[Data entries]
════════

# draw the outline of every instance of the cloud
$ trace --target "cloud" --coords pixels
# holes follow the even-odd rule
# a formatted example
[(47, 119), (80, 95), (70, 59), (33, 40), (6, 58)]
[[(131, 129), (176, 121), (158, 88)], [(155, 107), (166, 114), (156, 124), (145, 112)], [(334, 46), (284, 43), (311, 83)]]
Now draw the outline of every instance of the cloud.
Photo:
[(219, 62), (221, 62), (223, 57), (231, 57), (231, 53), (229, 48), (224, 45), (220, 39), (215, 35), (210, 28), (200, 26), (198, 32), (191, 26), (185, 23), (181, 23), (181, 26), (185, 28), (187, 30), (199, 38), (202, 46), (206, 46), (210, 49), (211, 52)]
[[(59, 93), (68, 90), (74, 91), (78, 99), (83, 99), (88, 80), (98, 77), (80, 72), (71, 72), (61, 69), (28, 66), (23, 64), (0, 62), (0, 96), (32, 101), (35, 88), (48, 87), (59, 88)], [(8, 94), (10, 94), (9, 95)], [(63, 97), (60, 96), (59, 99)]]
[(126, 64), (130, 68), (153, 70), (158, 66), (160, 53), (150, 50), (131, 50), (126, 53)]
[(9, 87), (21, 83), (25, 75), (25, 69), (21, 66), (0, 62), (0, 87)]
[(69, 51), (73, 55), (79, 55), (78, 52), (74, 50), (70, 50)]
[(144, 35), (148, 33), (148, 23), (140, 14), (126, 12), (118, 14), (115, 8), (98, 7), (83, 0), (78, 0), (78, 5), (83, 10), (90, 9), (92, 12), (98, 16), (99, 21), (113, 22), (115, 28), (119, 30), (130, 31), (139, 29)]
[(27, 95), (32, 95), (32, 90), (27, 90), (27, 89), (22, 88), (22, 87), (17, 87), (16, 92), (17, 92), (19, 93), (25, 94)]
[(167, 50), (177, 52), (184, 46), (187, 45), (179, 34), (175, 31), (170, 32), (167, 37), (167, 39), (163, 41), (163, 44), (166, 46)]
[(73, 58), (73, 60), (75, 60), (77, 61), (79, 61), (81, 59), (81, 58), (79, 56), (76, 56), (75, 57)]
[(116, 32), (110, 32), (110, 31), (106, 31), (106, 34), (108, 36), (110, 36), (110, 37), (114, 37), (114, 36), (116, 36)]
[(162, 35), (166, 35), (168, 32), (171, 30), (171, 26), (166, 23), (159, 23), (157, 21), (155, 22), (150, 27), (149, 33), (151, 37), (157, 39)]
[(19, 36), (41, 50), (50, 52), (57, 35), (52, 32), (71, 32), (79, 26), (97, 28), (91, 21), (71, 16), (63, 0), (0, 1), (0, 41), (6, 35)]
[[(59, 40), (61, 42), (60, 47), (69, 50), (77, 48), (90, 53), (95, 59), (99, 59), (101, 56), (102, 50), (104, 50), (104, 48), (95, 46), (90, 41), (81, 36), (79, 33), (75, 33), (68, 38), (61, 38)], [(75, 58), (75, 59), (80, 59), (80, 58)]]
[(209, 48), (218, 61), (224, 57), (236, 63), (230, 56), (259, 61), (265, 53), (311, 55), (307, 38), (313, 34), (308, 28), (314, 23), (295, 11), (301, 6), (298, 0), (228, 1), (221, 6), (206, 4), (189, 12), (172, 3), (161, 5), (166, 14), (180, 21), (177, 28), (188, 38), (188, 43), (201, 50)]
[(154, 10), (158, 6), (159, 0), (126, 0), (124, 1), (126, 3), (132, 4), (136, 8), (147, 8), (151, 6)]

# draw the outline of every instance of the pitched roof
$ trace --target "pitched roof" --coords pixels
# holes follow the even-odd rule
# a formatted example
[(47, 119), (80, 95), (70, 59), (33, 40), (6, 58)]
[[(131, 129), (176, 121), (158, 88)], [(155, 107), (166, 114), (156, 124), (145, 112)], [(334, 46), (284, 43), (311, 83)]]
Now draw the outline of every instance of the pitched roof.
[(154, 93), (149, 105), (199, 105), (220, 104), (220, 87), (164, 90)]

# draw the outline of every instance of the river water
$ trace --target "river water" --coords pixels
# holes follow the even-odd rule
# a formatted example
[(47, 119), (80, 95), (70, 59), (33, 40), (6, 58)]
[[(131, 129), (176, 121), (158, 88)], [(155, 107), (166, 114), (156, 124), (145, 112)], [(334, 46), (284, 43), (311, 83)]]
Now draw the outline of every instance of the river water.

════════

Retype every one of the records above, line for line, changing nothing.

* _EXERCISE RESULT_
# draw the outline of every instance of the cloud
$ trace --target "cloud" --coords pixels
# holes follow the even-odd rule
# a formatted example
[(47, 119), (80, 95), (70, 59), (33, 40), (6, 58)]
[[(131, 129), (176, 121), (158, 88)], [(155, 107), (166, 114), (156, 124), (145, 112)], [(334, 46), (284, 43), (311, 83)]]
Now draw the outline of every instance of the cloud.
Photo:
[(219, 62), (221, 62), (223, 57), (231, 57), (231, 53), (229, 48), (224, 45), (220, 39), (215, 35), (210, 28), (200, 26), (198, 32), (191, 26), (185, 23), (181, 23), (181, 26), (185, 28), (187, 30), (199, 38), (202, 46), (206, 46), (210, 49), (211, 52)]
[[(59, 93), (68, 90), (74, 91), (78, 99), (83, 99), (88, 80), (98, 77), (80, 72), (71, 72), (61, 69), (28, 66), (23, 64), (0, 62), (0, 96), (32, 101), (35, 88), (48, 87), (59, 88)], [(8, 94), (10, 94), (9, 95)], [(63, 97), (60, 96), (59, 99)]]
[(126, 64), (130, 68), (153, 70), (158, 66), (160, 53), (150, 50), (131, 50), (126, 53)]
[(9, 87), (21, 83), (25, 75), (25, 69), (21, 66), (0, 62), (0, 87)]
[(69, 51), (73, 55), (79, 55), (78, 52), (74, 50), (70, 50)]
[(144, 35), (148, 33), (148, 23), (140, 14), (126, 12), (118, 14), (115, 8), (98, 7), (83, 0), (78, 0), (78, 5), (83, 10), (90, 9), (92, 12), (98, 16), (99, 21), (113, 22), (115, 28), (119, 30), (130, 31), (139, 29)]
[(27, 95), (32, 95), (32, 90), (27, 90), (27, 89), (22, 88), (22, 87), (17, 87), (16, 92), (17, 92), (19, 93), (25, 94)]
[(167, 50), (177, 52), (184, 46), (187, 45), (179, 34), (175, 31), (170, 32), (167, 37), (167, 39), (163, 41), (163, 44), (166, 46)]
[(73, 58), (73, 60), (75, 60), (77, 61), (79, 61), (81, 59), (81, 58), (79, 56), (76, 56), (75, 57)]
[(116, 32), (110, 32), (110, 31), (106, 31), (106, 34), (108, 36), (110, 36), (110, 37), (114, 37), (114, 36), (116, 36)]
[(162, 35), (166, 35), (168, 32), (171, 30), (171, 26), (166, 23), (159, 23), (157, 21), (155, 22), (150, 27), (149, 33), (151, 37), (157, 39)]
[(19, 36), (41, 50), (50, 52), (57, 35), (52, 32), (71, 32), (79, 26), (97, 28), (91, 21), (71, 16), (63, 0), (0, 1), (0, 41), (6, 35)]
[[(59, 40), (61, 42), (60, 47), (69, 50), (77, 48), (90, 53), (95, 59), (99, 59), (101, 56), (102, 50), (104, 50), (104, 48), (95, 46), (90, 41), (81, 36), (79, 33), (75, 33), (68, 38), (61, 38)], [(75, 58), (75, 59), (80, 59), (80, 58)]]
[(209, 48), (218, 61), (224, 57), (236, 63), (230, 56), (259, 61), (265, 53), (311, 55), (307, 38), (313, 34), (308, 28), (314, 23), (295, 11), (301, 6), (298, 0), (228, 1), (221, 6), (206, 4), (189, 12), (172, 3), (161, 5), (166, 14), (180, 21), (177, 28), (188, 38), (188, 43), (201, 50)]
[(154, 10), (158, 6), (159, 0), (126, 0), (124, 1), (126, 3), (132, 4), (136, 8), (147, 8), (151, 6)]

# draw the outline of every instance of the pitched roof
$ trace --target "pitched roof" --coords pixels
# holes follow the even-odd rule
# a formatted example
[(47, 119), (80, 95), (70, 59), (33, 40), (6, 58)]
[[(131, 129), (176, 121), (158, 88)], [(155, 107), (166, 114), (156, 124), (145, 112)], [(334, 46), (284, 43), (311, 83)]]
Now draw the outline of every instance of the pitched roof.
[(154, 93), (149, 105), (199, 105), (220, 104), (220, 87), (164, 90)]

# draw the outline of every instance of the river water
$ trace --target "river water" --coords pixels
# holes follow the even-odd rule
# a formatted example
[(47, 119), (80, 95), (70, 59), (33, 40), (6, 58)]
[[(131, 129), (176, 121), (158, 88)], [(155, 107), (166, 114), (156, 124), (145, 112)], [(334, 46), (284, 43), (311, 83)]]
Now draw the outline of every instance of the river water.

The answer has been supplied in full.